## Written request:
Reproduce every line of the material below without changing anything.

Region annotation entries
=====
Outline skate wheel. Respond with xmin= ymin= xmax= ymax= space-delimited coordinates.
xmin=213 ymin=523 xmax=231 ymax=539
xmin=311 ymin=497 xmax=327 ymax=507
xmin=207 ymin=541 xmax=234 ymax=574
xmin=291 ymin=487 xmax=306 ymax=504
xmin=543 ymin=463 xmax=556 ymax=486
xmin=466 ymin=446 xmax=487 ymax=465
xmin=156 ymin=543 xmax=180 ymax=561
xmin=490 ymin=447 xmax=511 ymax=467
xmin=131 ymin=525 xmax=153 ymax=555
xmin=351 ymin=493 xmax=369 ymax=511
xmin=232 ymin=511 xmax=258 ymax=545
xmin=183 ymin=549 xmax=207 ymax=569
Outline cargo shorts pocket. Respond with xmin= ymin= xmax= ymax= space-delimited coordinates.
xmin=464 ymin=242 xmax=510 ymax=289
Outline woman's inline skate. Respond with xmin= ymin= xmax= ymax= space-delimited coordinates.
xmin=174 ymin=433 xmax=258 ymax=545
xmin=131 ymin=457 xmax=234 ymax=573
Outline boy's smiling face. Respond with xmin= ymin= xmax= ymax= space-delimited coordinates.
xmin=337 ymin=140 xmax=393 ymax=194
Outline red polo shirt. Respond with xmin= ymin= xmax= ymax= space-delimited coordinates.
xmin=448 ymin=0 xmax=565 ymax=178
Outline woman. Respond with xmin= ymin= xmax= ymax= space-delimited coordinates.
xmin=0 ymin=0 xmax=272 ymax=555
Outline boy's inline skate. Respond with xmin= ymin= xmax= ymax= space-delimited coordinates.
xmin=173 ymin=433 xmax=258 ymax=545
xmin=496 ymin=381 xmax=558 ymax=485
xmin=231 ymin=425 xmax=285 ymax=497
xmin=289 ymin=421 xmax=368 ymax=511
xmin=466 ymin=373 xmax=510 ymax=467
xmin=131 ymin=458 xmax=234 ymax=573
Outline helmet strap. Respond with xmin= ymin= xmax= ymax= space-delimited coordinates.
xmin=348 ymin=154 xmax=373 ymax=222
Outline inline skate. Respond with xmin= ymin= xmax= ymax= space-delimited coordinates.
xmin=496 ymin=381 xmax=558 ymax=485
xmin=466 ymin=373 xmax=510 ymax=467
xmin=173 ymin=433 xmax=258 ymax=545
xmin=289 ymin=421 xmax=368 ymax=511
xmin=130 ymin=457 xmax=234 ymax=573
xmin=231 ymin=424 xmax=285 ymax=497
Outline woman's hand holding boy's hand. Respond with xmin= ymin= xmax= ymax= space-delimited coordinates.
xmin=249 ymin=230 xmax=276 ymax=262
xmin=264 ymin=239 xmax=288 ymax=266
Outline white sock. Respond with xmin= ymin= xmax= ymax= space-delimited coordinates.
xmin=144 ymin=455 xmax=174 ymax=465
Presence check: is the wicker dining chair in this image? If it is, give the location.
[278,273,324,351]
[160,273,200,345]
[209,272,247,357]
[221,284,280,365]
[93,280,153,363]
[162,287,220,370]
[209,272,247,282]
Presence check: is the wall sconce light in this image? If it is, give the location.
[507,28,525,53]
=====
## Answer below:
Outline skate wheel. Respond with xmin= ymin= xmax= ymax= space-delimited coordinates.
xmin=213 ymin=523 xmax=231 ymax=539
xmin=311 ymin=497 xmax=327 ymax=507
xmin=207 ymin=541 xmax=234 ymax=574
xmin=291 ymin=487 xmax=306 ymax=504
xmin=543 ymin=463 xmax=556 ymax=486
xmin=466 ymin=446 xmax=487 ymax=465
xmin=156 ymin=543 xmax=180 ymax=561
xmin=490 ymin=447 xmax=511 ymax=467
xmin=131 ymin=525 xmax=153 ymax=555
xmin=351 ymin=493 xmax=369 ymax=511
xmin=232 ymin=511 xmax=258 ymax=545
xmin=183 ymin=549 xmax=207 ymax=569
Outline cargo shorts pocket. Respond with xmin= ymin= xmax= ymax= space-delimited coordinates.
xmin=464 ymin=242 xmax=510 ymax=289
Outline woman's inline skate. Respond with xmin= ymin= xmax= ymax= space-delimited coordinates.
xmin=174 ymin=433 xmax=258 ymax=545
xmin=131 ymin=457 xmax=234 ymax=573
Outline boy's smiling face. Respond with xmin= ymin= xmax= ymax= space-delimited coordinates.
xmin=337 ymin=140 xmax=393 ymax=194
Outline red polo shirt. Respond with xmin= ymin= xmax= ymax= space-delimited coordinates.
xmin=448 ymin=0 xmax=565 ymax=178
Outline woman. Respond with xmin= ymin= xmax= ymax= space-delimited coordinates.
xmin=0 ymin=0 xmax=272 ymax=555
Outline boy's inline skate. Respond with xmin= ymin= xmax= ymax= space-delimited coordinates.
xmin=173 ymin=433 xmax=258 ymax=545
xmin=496 ymin=381 xmax=558 ymax=485
xmin=231 ymin=425 xmax=285 ymax=497
xmin=289 ymin=421 xmax=368 ymax=511
xmin=466 ymin=373 xmax=510 ymax=467
xmin=131 ymin=458 xmax=234 ymax=573
Outline helmet strap. Respond with xmin= ymin= xmax= ymax= space-delimited coordinates.
xmin=348 ymin=154 xmax=373 ymax=222
Outline inline skate. Respond with xmin= ymin= xmax= ymax= space-delimited coordinates.
xmin=496 ymin=381 xmax=558 ymax=485
xmin=466 ymin=373 xmax=510 ymax=467
xmin=173 ymin=433 xmax=258 ymax=545
xmin=289 ymin=421 xmax=368 ymax=511
xmin=130 ymin=457 xmax=234 ymax=573
xmin=231 ymin=424 xmax=285 ymax=497
Outline woman's hand holding boy's hand. Respond with xmin= ymin= xmax= ymax= space-delimited coordinates.
xmin=249 ymin=230 xmax=276 ymax=262
xmin=264 ymin=239 xmax=288 ymax=266
Outline white sock. Respond with xmin= ymin= xmax= ymax= space-delimited coordinates.
xmin=144 ymin=455 xmax=174 ymax=465
Presence check: is the wicker dining chair in this image? If it is, give the location.
[278,273,324,351]
[160,273,200,345]
[209,272,247,357]
[221,284,280,365]
[93,280,153,363]
[162,287,220,370]
[209,272,247,282]
Presence check: is the wall sconce light in this image? If it is, give the location.
[507,28,525,53]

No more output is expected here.